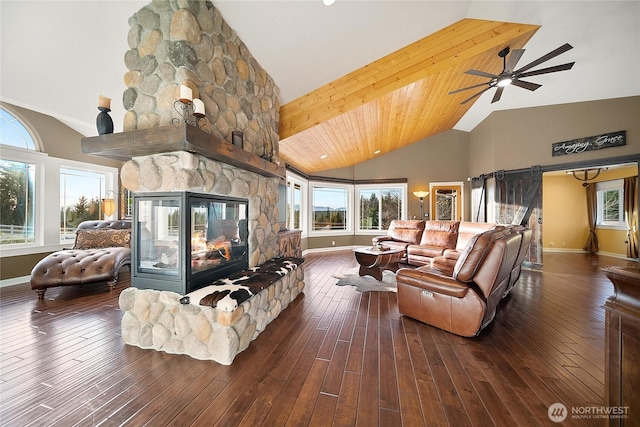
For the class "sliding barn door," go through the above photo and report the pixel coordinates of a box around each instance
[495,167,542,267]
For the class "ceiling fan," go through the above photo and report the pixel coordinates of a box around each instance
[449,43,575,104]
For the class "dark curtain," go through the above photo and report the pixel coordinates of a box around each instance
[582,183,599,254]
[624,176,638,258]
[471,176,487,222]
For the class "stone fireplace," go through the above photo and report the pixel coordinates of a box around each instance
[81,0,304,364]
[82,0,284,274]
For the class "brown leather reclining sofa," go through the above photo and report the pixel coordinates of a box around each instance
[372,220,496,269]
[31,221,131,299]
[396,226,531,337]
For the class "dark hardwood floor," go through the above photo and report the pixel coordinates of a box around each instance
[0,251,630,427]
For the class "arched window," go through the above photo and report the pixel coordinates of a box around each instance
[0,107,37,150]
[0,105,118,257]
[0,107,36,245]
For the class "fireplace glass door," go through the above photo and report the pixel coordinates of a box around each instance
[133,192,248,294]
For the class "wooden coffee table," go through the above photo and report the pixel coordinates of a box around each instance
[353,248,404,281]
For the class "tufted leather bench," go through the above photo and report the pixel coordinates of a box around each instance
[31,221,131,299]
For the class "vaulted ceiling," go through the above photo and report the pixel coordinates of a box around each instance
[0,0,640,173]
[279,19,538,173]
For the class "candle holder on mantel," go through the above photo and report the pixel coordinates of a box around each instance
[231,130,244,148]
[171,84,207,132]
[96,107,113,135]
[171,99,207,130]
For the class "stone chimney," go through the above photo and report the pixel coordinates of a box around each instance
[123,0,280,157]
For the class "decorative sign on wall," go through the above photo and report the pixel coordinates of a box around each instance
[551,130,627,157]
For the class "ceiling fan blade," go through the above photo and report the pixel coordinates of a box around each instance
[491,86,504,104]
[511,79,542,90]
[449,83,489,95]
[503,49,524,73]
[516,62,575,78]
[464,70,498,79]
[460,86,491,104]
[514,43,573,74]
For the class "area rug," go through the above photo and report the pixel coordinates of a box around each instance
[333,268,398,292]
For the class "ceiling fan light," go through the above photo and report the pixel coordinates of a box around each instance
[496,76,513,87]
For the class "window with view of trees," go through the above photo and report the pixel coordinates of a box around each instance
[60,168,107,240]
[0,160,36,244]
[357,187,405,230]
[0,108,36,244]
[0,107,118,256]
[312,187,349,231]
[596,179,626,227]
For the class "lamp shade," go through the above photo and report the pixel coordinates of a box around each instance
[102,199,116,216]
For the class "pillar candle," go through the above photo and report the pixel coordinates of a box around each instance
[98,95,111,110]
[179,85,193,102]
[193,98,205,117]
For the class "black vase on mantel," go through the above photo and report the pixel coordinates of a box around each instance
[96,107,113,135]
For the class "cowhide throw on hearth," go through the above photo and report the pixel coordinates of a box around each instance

========================

• Given exercise
Rescale the listing from its start through the line holding "[133,192,248,294]", both ends inclusive. Repeat each of those lines, requests included, with every box coordinate multiplied by 0.95 and rounded to a whole number (halves up), and leave the pictures out.

• The output
For the class "sliding barn door," go through the above photo and report the pixel coordinates of a box around each instance
[470,159,515,254]
For the class "ceiling fan," go through the above photo and report the pixel coordinates of a box around each instance
[427,41,546,99]
For the class "dark curtain," go through the above photo and report the pixel coordinates of a box around each instance
[553,174,569,241]
[593,167,606,245]
[447,167,463,211]
For the class "stone fireplace," go through the above photo and report the pixel coordinates of a box around each instance
[77,0,289,346]
[78,0,270,260]
For the class "brown leather reclining sofa," go through the above photo and report the pixel coordinates of a box around each instance
[353,209,471,256]
[29,210,124,284]
[376,215,504,320]
For the class "dark hardwood floor," go through the above photo and report the pixel coordinates of a box around each instance
[0,238,599,406]
For the class "arched window," go through the above photo and report the pixel coordinates of a box around each instance
[0,102,35,143]
[0,100,112,244]
[0,102,34,233]
For the class "fireplace glass door," go through the above photo and report the pixel coordinates of a box around each instance
[126,182,236,279]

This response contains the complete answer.